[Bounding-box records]
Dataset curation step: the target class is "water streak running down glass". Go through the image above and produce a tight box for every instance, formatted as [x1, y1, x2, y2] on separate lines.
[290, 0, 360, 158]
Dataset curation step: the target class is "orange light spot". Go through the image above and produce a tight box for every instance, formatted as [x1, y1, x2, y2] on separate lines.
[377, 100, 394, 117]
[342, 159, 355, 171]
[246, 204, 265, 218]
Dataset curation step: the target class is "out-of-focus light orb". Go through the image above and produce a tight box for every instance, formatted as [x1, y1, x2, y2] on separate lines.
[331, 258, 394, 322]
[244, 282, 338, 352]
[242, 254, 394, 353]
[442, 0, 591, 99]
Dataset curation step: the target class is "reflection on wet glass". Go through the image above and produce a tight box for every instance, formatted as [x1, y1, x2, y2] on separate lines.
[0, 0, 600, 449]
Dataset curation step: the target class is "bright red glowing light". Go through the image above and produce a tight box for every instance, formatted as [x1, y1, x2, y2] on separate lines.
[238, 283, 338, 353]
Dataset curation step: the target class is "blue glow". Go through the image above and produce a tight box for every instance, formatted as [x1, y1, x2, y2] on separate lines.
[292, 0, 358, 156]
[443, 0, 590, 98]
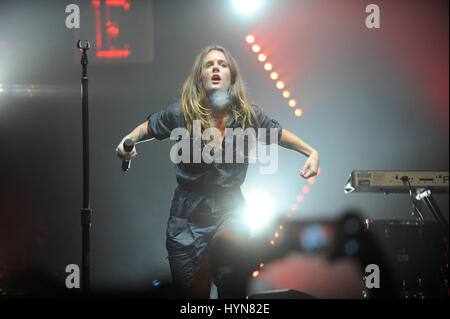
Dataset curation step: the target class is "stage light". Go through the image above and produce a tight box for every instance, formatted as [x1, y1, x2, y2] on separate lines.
[245, 34, 255, 44]
[233, 0, 262, 15]
[294, 109, 303, 117]
[243, 192, 275, 234]
[252, 44, 261, 53]
[277, 81, 284, 90]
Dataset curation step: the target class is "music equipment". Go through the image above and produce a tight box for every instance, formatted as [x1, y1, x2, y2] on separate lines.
[344, 170, 449, 194]
[363, 219, 448, 299]
[122, 138, 134, 172]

Required task
Count the lines in the data above that contain the string "curation", treating uppercase and lowercase as different. Reply with the number alone.

Exercise solution
8